Starting from the line containing "the umbrella pole", write out the rest of the entries exactly, through the final line, including nothing else.

Records supplied |
━━━━━━━━━━
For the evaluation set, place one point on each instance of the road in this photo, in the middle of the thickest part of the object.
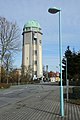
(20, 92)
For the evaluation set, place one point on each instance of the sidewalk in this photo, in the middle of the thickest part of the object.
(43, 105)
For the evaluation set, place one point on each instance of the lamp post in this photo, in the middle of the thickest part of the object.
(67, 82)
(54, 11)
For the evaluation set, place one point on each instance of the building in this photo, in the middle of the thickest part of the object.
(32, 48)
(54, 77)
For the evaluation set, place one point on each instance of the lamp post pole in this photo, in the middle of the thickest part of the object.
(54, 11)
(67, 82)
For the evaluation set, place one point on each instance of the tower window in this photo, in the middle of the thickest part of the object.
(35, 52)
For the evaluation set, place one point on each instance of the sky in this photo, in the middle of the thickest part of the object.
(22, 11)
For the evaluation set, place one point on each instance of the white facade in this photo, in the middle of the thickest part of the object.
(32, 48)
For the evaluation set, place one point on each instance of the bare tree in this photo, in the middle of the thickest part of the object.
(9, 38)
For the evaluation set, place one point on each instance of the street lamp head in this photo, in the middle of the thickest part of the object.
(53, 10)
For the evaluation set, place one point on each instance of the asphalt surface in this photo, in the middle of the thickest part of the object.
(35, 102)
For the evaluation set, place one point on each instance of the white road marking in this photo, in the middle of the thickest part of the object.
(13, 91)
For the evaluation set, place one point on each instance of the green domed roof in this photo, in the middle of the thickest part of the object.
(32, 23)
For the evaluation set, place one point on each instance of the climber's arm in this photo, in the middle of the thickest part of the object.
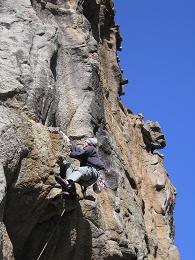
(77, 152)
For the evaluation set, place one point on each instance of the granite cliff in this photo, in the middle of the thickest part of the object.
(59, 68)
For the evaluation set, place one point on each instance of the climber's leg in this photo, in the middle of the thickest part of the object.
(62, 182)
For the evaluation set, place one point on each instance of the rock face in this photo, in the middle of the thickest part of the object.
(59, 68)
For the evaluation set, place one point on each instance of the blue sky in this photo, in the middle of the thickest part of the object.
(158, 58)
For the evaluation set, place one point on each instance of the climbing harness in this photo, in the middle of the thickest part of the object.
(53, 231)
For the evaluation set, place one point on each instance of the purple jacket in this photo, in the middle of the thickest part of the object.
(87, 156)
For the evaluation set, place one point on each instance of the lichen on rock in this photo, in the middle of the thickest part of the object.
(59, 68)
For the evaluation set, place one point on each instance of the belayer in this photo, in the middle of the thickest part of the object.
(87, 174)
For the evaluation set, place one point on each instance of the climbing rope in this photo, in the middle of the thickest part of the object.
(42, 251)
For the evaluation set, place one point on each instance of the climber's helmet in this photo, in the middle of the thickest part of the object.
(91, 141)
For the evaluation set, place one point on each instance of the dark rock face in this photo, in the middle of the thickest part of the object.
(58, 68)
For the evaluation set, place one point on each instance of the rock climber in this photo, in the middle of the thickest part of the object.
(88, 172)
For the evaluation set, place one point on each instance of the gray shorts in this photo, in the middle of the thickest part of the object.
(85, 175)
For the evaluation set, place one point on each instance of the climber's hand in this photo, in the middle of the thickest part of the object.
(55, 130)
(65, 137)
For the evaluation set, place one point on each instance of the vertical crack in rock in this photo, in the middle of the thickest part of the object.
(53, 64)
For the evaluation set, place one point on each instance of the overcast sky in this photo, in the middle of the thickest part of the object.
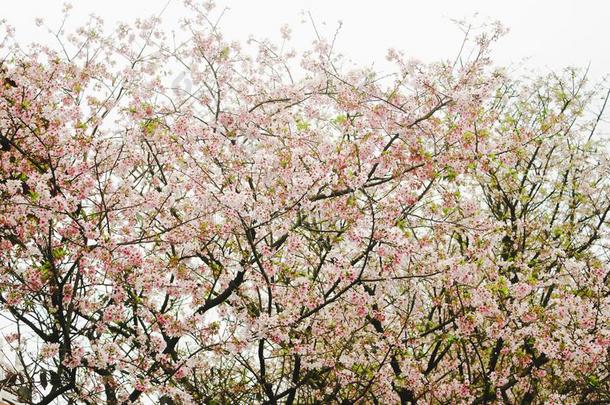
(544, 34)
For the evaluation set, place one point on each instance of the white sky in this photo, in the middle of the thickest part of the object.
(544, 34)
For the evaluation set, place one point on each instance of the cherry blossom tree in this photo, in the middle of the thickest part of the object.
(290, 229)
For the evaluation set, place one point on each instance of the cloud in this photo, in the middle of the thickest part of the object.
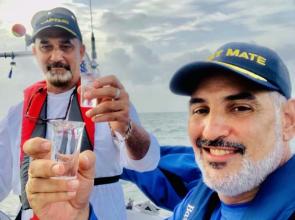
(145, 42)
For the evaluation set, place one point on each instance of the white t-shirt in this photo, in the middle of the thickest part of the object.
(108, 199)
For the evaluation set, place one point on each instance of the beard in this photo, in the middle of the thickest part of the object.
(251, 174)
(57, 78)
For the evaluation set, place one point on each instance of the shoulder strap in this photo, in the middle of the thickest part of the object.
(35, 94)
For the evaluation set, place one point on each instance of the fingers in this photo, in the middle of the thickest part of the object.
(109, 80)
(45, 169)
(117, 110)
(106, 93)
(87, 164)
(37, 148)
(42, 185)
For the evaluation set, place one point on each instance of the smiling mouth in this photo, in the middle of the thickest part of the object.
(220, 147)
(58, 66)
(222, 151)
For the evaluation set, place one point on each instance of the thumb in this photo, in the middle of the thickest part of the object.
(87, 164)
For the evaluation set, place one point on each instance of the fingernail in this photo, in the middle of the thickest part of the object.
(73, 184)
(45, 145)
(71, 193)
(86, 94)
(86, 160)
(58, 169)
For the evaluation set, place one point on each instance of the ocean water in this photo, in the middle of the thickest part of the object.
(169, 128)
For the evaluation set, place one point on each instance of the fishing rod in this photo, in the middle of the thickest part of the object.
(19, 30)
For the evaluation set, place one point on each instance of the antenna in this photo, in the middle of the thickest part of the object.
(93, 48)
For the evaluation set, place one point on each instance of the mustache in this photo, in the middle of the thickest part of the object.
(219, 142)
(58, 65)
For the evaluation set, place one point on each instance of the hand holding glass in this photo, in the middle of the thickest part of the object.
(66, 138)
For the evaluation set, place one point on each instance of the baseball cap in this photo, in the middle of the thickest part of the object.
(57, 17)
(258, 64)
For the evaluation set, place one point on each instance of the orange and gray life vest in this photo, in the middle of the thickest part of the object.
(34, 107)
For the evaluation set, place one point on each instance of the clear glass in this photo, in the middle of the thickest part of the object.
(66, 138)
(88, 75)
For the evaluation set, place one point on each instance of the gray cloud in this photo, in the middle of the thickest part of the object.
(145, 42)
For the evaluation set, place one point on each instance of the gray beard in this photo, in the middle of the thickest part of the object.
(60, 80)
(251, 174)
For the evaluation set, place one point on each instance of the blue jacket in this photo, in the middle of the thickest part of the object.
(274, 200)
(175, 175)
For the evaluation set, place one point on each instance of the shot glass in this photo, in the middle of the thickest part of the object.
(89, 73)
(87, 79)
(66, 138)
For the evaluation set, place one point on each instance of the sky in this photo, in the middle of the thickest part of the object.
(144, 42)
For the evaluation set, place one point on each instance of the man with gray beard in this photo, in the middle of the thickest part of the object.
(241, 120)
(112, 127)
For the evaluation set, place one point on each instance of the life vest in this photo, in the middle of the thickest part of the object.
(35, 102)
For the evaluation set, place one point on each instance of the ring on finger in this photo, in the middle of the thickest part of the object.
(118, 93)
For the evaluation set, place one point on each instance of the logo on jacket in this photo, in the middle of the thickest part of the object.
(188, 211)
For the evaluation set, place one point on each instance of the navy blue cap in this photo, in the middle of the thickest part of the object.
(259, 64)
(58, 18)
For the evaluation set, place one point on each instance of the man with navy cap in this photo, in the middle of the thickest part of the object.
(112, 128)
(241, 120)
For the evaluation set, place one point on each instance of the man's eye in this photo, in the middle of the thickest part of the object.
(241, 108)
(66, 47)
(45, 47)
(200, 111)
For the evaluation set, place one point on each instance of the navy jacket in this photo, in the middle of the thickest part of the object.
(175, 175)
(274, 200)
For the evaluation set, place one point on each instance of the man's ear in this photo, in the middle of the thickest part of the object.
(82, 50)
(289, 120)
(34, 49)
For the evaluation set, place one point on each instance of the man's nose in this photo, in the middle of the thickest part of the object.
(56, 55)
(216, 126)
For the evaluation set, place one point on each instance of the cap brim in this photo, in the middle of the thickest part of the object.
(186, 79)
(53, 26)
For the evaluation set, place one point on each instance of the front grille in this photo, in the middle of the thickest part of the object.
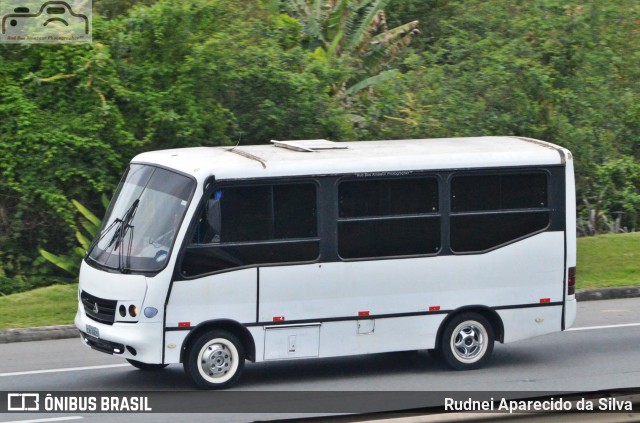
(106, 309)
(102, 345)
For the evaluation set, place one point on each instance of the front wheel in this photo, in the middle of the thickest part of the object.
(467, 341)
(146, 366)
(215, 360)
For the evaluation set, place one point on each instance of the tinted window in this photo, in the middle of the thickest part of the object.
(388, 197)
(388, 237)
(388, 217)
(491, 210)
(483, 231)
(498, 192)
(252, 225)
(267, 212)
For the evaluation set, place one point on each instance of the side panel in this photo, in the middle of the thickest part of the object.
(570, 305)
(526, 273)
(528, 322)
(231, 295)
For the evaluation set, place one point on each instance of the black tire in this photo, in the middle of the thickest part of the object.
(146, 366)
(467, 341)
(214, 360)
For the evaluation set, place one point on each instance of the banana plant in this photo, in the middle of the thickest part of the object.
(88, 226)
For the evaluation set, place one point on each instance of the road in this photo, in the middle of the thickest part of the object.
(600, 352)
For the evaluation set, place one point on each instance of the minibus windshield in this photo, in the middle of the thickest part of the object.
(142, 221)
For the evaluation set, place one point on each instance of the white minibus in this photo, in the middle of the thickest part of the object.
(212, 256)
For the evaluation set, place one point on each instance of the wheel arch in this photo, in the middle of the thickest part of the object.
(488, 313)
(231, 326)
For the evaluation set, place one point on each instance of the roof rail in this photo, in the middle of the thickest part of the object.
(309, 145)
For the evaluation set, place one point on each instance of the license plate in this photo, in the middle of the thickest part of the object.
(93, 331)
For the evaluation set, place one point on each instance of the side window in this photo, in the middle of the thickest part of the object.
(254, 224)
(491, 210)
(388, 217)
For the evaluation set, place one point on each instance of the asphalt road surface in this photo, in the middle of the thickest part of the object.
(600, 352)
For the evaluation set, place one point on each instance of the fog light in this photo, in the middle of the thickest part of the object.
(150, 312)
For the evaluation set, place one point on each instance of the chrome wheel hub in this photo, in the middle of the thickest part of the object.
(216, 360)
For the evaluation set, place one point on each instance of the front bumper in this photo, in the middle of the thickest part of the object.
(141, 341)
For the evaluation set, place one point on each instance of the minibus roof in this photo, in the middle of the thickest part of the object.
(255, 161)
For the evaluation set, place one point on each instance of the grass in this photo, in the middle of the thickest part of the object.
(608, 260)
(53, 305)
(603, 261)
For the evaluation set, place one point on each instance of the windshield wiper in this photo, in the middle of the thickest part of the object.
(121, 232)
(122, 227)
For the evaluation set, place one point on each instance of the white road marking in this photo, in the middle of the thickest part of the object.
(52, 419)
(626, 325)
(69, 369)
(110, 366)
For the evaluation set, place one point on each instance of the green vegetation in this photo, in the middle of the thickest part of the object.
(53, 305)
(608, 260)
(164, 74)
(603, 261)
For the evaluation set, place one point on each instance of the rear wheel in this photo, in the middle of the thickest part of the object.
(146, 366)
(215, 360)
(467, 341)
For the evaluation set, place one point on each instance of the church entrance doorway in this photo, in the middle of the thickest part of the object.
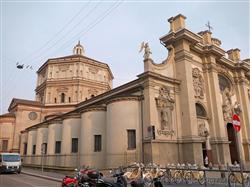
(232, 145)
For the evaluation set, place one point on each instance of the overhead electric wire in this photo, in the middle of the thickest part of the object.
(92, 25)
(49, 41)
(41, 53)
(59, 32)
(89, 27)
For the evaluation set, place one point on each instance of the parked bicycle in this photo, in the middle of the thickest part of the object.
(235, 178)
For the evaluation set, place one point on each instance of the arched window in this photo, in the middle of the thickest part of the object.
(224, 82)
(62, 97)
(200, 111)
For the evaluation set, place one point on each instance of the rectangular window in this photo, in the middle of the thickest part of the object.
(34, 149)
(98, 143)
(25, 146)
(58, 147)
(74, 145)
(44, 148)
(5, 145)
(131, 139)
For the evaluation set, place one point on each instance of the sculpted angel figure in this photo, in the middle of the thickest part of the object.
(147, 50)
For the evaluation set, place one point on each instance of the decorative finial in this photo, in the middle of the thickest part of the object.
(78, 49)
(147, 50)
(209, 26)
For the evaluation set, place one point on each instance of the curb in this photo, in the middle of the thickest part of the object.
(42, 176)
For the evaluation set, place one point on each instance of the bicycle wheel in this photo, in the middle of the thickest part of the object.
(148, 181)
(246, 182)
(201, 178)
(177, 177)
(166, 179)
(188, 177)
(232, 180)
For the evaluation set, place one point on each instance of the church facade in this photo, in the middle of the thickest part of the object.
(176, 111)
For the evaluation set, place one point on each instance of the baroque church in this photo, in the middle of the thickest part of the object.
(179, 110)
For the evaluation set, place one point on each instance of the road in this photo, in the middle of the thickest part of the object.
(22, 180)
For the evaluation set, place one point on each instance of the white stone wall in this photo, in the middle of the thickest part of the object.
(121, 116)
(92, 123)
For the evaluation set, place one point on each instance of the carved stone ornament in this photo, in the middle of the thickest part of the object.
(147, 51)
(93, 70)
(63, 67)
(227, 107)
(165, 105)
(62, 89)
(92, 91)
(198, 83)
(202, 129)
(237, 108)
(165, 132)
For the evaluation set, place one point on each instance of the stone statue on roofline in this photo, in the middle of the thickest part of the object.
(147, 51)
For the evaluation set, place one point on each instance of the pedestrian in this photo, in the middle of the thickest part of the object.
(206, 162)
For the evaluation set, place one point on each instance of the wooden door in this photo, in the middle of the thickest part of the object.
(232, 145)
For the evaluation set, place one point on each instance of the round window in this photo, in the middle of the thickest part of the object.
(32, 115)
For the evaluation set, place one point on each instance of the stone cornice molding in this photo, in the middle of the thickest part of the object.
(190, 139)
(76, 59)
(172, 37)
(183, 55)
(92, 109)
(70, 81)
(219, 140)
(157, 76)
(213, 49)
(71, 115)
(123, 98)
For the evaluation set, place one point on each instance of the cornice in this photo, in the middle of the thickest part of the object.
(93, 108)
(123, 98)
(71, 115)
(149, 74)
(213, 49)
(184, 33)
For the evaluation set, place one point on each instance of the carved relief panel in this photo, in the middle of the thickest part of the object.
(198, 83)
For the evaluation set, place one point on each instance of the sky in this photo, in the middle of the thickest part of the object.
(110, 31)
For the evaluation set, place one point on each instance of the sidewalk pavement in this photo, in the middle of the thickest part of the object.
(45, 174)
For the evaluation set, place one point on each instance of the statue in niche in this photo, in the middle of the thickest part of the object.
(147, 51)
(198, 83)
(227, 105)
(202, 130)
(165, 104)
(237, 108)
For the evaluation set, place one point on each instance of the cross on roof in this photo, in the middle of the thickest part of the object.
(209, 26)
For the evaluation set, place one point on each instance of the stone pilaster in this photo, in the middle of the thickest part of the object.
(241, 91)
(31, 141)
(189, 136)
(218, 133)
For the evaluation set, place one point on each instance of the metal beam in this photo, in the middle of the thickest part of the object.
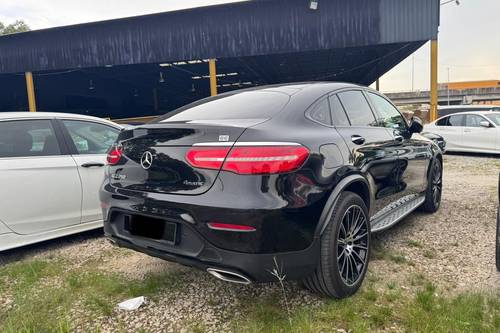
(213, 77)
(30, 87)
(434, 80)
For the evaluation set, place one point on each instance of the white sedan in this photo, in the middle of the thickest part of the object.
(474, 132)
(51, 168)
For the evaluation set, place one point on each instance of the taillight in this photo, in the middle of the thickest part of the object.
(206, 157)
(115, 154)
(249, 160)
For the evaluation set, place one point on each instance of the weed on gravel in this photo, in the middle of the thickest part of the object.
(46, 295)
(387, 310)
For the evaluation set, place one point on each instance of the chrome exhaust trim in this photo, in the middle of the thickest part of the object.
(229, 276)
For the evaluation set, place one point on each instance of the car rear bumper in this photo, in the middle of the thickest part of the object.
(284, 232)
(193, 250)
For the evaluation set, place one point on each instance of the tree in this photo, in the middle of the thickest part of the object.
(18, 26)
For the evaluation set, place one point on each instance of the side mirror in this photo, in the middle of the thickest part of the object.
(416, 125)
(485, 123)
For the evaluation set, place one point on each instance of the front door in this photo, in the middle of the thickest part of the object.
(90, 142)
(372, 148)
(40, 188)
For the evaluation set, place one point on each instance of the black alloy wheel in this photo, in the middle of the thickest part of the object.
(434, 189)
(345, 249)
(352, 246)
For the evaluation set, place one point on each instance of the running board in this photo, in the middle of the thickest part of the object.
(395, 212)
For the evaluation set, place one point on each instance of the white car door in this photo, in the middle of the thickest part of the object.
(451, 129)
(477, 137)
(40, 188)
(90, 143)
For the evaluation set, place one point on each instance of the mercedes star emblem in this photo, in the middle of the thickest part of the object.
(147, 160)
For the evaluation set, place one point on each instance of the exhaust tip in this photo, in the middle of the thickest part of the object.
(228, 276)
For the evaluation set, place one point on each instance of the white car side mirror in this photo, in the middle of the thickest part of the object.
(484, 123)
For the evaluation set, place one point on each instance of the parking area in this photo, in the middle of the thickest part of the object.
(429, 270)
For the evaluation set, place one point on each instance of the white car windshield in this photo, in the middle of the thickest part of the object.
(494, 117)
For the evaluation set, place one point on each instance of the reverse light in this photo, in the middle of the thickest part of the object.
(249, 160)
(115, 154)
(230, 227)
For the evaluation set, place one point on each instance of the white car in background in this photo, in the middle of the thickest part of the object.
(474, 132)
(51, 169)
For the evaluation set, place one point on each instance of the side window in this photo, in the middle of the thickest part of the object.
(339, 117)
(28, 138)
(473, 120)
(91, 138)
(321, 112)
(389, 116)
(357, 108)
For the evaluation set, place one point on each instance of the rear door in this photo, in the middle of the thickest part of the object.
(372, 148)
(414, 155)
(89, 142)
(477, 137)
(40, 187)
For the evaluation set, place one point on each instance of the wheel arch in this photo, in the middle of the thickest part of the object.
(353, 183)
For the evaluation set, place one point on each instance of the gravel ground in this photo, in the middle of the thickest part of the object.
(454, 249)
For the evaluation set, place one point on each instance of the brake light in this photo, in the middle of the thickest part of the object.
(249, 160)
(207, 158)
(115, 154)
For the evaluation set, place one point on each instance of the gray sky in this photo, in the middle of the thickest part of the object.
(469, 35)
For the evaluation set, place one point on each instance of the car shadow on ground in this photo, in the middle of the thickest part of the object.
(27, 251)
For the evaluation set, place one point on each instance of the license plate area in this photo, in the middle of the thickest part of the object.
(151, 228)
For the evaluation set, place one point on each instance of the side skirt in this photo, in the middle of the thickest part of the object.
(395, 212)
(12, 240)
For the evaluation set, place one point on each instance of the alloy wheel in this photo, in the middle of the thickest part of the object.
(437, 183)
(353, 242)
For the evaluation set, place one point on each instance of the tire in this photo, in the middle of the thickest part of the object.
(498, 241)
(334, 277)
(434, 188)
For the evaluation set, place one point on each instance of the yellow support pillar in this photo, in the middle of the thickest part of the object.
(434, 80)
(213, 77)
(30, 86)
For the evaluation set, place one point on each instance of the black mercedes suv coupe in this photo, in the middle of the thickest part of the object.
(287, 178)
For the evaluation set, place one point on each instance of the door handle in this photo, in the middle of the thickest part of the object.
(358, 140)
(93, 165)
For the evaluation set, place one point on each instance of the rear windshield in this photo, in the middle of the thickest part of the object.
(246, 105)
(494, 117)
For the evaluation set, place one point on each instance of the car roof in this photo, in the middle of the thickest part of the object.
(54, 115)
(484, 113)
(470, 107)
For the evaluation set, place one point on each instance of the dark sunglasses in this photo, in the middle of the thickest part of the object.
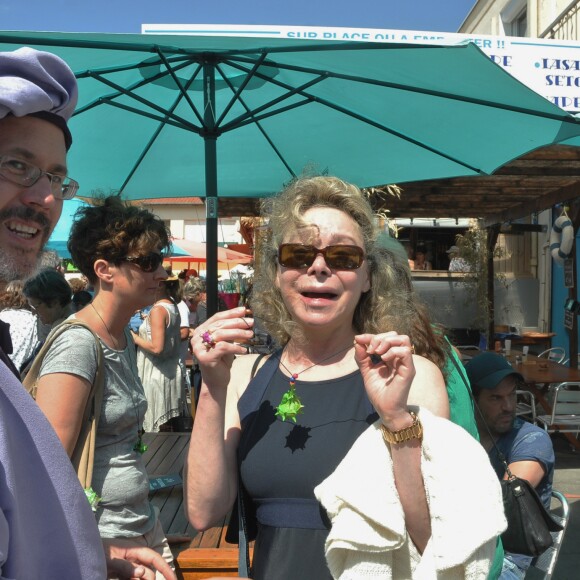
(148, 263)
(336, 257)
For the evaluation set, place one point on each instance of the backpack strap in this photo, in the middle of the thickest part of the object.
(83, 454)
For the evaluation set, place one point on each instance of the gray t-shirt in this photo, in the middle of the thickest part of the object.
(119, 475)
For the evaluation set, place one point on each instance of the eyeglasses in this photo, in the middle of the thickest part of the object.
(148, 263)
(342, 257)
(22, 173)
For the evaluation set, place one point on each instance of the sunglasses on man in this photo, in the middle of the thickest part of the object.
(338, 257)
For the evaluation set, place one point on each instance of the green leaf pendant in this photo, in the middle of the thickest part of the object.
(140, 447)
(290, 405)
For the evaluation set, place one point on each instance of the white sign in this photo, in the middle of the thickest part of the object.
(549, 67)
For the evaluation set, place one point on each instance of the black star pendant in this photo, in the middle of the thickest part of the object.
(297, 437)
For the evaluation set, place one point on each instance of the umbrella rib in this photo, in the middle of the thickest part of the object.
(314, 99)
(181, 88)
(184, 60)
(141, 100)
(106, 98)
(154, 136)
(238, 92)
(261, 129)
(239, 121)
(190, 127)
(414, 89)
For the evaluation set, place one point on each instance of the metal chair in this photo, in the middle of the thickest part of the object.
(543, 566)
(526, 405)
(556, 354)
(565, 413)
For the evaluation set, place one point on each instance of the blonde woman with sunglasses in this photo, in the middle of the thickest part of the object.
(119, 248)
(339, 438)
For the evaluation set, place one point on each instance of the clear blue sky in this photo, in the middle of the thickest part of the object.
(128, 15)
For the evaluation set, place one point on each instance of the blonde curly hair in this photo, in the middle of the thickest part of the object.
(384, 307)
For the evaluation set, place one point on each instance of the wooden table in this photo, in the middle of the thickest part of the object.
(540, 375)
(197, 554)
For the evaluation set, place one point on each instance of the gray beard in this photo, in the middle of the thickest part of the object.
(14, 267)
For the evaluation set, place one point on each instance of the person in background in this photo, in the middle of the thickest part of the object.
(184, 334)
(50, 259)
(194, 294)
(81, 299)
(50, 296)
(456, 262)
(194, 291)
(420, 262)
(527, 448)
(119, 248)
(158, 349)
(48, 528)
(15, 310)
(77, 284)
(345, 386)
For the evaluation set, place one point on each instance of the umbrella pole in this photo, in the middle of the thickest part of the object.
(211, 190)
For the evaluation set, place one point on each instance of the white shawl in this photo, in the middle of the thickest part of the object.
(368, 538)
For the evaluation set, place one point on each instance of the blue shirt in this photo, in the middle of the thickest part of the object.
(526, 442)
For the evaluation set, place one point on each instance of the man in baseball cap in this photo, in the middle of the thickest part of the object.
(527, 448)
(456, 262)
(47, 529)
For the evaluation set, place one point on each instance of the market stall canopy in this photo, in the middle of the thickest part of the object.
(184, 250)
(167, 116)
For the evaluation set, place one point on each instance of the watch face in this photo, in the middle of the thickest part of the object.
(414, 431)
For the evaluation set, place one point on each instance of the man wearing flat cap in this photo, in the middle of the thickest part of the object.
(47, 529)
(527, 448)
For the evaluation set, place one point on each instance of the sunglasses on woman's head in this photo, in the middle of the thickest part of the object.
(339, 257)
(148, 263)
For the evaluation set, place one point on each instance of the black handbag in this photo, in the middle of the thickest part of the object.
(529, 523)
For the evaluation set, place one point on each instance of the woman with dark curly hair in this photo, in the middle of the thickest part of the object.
━━━━━━━━━━
Solved problem |
For the evaluation set, place one point on each instance of the umbrella pole in this photo, in the middle of the thickest part of the object.
(211, 190)
For the evaluation set, place one point on each instance of the white shawl in this photo, in the middle of the thickest part of the object.
(368, 538)
For the evaluation set, place one point on each instance of the blue shirt in this photo, in the middle of the thickest part of the object.
(526, 442)
For the evaluation set, place one point on each instance of the man in baseball cap in this photo, in the middle of the thickest part of the object.
(527, 448)
(456, 262)
(47, 529)
For the evaluation set, place one point on each instance of the market stall canopy in this photo, in the middle of the thickest part of the object.
(184, 250)
(167, 116)
For the evaluation set, place one point on each instance of the watch face in this photo, in the middle of the thickest part of the object.
(414, 431)
For the evaluation set, place one point on each instance of the man wearing flat cap in this photo, in the middle of the thickest part of the object.
(47, 529)
(527, 448)
For the evaluation set, place one point on each instance of the sunglasses on woman's head in this photo, in the middle of the thickest part of the object.
(339, 257)
(148, 263)
For the evaluation set, place one point on each instance of the black handbag in this photo, in the middle of the thickest part of the object.
(529, 523)
For the evaluation set, place one point on each instance of the woman with dark curly hair in this photo, in the middle of the thickest part of the object.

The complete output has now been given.